O que fazer ::
a: Extraia do texto fornecido o trecho que vai de "O Que a Decisão" até "casos de uso off-label.".
b: Resuma o texto fornecido em duas frases.

Texto fornecido ::
------------------------
Amil e a Cobertura de Medicamentos Off-Label: Uma Questão Controversa
A negativa da Amil em cobrir o Enhertu por ser considerado de uso off-label levanta uma questão controversa no setor de saúde suplementar. Muitos medicamentos, especialmente em oncologia, são frequentemente utilizados fora das indicações específicas da bula, baseados em evidências científicas e na experiência clínica dos médicos.
A posição do TJSP neste caso alinha-se com uma tendência jurisprudencial que prioriza:
- A autonomia do médico na escolha do tratamento.
- O direito do paciente ao melhor tratamento disponível.
- A interpretação do contrato de plano de saúde em favor do consumidor.
Esta decisão pode servir como um importante precedente para outros casos envolvendo a Amil e outras operadoras de planos de saúde em situações similares.
O Que a Decisão Sobre o Enhertu Significa para os Consumidores da Amil?
Para os consumidores da Amil e de outros planos de saúde, esta decisão representa um fortalecimento de seus direitos. Alguns pontos importantes a serem considerados:
- Prescrição médica prevalece: A decisão reafirma que a indicação do médico assistente deve ser respeitada, mesmo em casos de uso off-label.
- Rol da ANS não é limitativo: O tribunal deixa claro que o rol de procedimentos da ANS é exemplificativo, não podendo ser usado para limitar tratamentos necessários.
- Possibilidade de recurso judicial: Em casos de negativa semelhante, os consumidores têm respaldo jurisprudencial para buscar seus direitos na Justiça.
- Importância da documentação médica: O caso ressalta a relevância de manter uma documentação médica detalhada, incluindo relatórios e estudos que embasem a necessidade do tratamento.
Amil e o Futuro da Cobertura de Tratamentos Inovadores Como o Enhertu
A decisão do TJSP no caso do Enhertu pode ter implicações significativas para a forma como a Amil e outras operadoras lidam com a cobertura de tratamentos inovadores e de uso off-label. Algumas possíveis consequências incluem:
- Revisão de políticas internas: A Amil pode ser levada a reavaliar seus critérios para aprovação de tratamentos, especialmente em casos oncológicos.
------------------------
Dados listados ::
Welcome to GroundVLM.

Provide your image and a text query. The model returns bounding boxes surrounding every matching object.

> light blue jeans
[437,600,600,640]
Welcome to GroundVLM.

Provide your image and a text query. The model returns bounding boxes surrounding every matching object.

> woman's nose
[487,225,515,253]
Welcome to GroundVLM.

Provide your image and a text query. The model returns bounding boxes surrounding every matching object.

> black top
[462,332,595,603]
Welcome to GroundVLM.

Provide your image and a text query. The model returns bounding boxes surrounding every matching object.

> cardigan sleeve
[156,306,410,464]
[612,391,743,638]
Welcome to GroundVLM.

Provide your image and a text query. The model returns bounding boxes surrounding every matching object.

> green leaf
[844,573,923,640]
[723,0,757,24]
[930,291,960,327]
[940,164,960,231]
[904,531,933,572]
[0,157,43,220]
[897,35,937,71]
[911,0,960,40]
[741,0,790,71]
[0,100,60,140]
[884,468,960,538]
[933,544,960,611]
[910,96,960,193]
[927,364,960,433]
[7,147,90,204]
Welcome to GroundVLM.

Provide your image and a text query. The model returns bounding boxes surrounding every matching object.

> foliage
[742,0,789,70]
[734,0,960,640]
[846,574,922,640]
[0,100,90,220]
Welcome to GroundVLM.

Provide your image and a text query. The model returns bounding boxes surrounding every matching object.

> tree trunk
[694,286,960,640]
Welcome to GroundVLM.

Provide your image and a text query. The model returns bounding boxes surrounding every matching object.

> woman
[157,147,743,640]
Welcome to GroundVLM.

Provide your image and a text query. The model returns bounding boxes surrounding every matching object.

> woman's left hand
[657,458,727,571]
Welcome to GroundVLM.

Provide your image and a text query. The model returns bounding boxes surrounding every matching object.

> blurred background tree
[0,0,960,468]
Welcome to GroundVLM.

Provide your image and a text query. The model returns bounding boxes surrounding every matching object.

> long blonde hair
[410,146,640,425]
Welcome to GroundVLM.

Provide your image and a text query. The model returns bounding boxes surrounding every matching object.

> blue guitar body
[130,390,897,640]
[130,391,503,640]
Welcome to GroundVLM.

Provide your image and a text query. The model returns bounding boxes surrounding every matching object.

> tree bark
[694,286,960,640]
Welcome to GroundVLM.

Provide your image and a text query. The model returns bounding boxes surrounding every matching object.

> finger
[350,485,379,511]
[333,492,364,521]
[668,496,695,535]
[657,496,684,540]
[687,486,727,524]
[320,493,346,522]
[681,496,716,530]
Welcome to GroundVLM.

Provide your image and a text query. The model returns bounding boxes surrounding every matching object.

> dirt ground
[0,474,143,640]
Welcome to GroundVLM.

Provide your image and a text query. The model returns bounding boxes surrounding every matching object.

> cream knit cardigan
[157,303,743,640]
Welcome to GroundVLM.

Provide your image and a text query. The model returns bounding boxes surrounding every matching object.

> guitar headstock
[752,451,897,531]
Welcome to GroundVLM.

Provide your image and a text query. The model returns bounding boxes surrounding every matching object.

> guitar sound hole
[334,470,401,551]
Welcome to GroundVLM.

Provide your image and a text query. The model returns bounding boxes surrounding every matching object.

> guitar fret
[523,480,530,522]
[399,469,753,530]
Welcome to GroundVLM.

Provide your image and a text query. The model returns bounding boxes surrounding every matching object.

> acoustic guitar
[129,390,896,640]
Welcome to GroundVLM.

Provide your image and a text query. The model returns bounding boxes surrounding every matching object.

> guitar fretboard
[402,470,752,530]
------------------------
Exercício resolvido ::
a:
O Que a Decisão Sobre o Enhertu Significa para os Consumidores da Amil?
Para os consumidores da Amil e de outros planos de saúde, esta decisão representa um fortalecimento de seus direitos. Alguns pontos importantes a serem considerados:
- Prescrição médica prevalece: A decisão reafirma que a indicação do médico assistente deve ser respeitada, mesmo em casos de uso off-label.

b: A Amil negou a cobertura do Enhertu por considerá-lo de uso off-label, e a posição do TJSP no caso segue uma tendência jurisprudencial que prioriza a autonomia do médico, o direito do paciente ao melhor tratamento disponível e a interpretação do contrato em favor do consumidor. Para os consumidores, a decisão fortalece seus direitos ao reafirmar que a prescrição médica prevalece e que o rol da ANS é exemplificativo, e pode ter implicações significativas na forma como a Amil e outras operadoras lidam com a cobertura de tratamentos inovadores e de uso off-label.